= Latihan =
(A) Sebutkan semua tokoh yang pendapatnya dikutip dalam kutipan tentang pesantren.
(B) Menurut Dhofier dalam kutipan tentang pesantren, kata "pondok" berasal dari kata Arab apa, dan apa artinya?
(C) Lanjutkan kutipan tentang pesantren mulai dari kalimat terakhirnya.

= Kutipan =
Pesantren merupakan institusi yang banyak dipuji orang, khususnya masyarakat muslim, demikian juga dengan keberadaan Madrasah dan Sekolah Islam di Indonesia. Namun di saat yang sama sering pula mendapat kecaman dan dilabelkan sebagai institusi yang banyak “menghambat” kemajuan Islam. Kontroversi mengenai pesantren seperti itu secara tidak langsung telah menempatkan pesantren sebagai institusi yang cukup penting untuk selalu diperhatikan. Pandangan positif akan menempatkan kontroversi tersebut sebagai peluang untuk memperkuat peran pesantren itu sendiri.
Sekilas apabila diperhatikan, era globalisasi yang dijumpai masyarakat ternyata lebih memperkuat perhatian orang terhadap pesantren. Di antara penyebabnya adalah dimungkinkan karena adanya semangat untuk mencari pendidikan alternatif . Era global seakan mengharuskan seseorang atau bahkan kepada komunitas masyarakat secara luas untuk mencari, menggali dan mengembangkan pendidikan alternatif tersebut dan sekaligus untuk memperbesar peluang keunggulan terutama yang terkait dengan peran pesantren, madrasah dan sekolah Islam yang ada di Indonesia ini.
Berdasarkan pemikiran diatas,maka makalah ini mencoba menjelaskan pengertian pesantren dan tipologi atau model-model pesantren.
BATASAN MASALAH
Batasan masalah pada makalah ini meliputi :
Apa yang dimaksud dengan pesantren ?
Apa saja dan bagaimana tipologi atau model pesantren itu ?
TUJUAN MASALAH
Tujuan masalah pada makalah ini meliputi :
Untuk mengetahui pengertian pesantren
Untuk mengetahui tipologi atau model-model pesantren
BAB II
PEMBAHASAN
Pengertian Pondok Pesantren
Zamachsjari Dhofier mendefinisikan pondok berasal dari bahasa Arab “funduq” yang berarti hotel atau asrama. Dengan maksud yang sama, Haidar Putra Daulay mengartikan sebagai hotel, tempat bermalam. Baik Dhofier maupun Haidar menyengaja menggunakan kata hotel karena pondok bagi santri merupakan tempat tinggal sewaktu tholabul ‘ilmi. Sebuah pesantren idealnya memiliki tempat tinggal sebagai ajang komunikasi antara santri dan kyai.
Sedangkan pesantren, Dhofier mengatakan berasal dari kata santri yang diawali dengan awalan pe dan akhiran an yang berarti sebagai tempat tinggal para santri. Sementara Manfred Ziemek, sebagaimana di kutip oleh Haidar Putra Daulay menguatkan dengan menyatakan secara etimologi pesantren adalah pesantrian yang berarti tempat santri.

= Data Tersedia =
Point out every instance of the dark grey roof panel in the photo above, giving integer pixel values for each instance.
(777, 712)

= Jawaban Berurutan =
(A) Zamachsjari Dhofier, Haidar Putra Daulay, Manfred Ziemek

(B) Dari kata "funduq", yang berarti hotel atau asrama.

(C)
pesantren mempunyai arti tempat orang berkumpul untuk belajar agama Islam. Ada juga yang mengartikan pesantren adalah suatu lembaga pendidikan Islam Indonesia yang bersifat “tradisional” untuk mendalami ilmu tentang agama Islam dan mengamalkan sebagai pedoman hidup keseharian (2004: 26-27)
Dalam kamus besar bahasa Indonesia pesantren diartikan sebagai asrama tempat santri atau tempat murid-murid belajar mengaji. Sedangkan secara istilah pesantren adalah lembaga pendidikan Islam dimana para santri biasa tinggal di pondok (asrama) dengan materi pengajaran kitab-kitab klasik dan kitab-kitab umum bertujuan untuk menguasai ilmu agama Islam secara detail serta mengamalkan sebagai pedoman hidup keseharian dengan menekankan penting moral dalam kehidupan bermasyarakat (Fenomena 2005: 72).
Pondok pesantren secara definitif tak dapat diberikan batasan yang tegas melainkan terkandung fleksibilitas pengertian yang memenuhi ciri-ciri yang memberikan pengertian pondok pesantren. Jadi pondok pesantren belum ada pengertian yang lebih konkrit karena masih meliputi beberapa unsur untuk dapat mengartikan pondok pesantren secara komprehensif (Artikel 1).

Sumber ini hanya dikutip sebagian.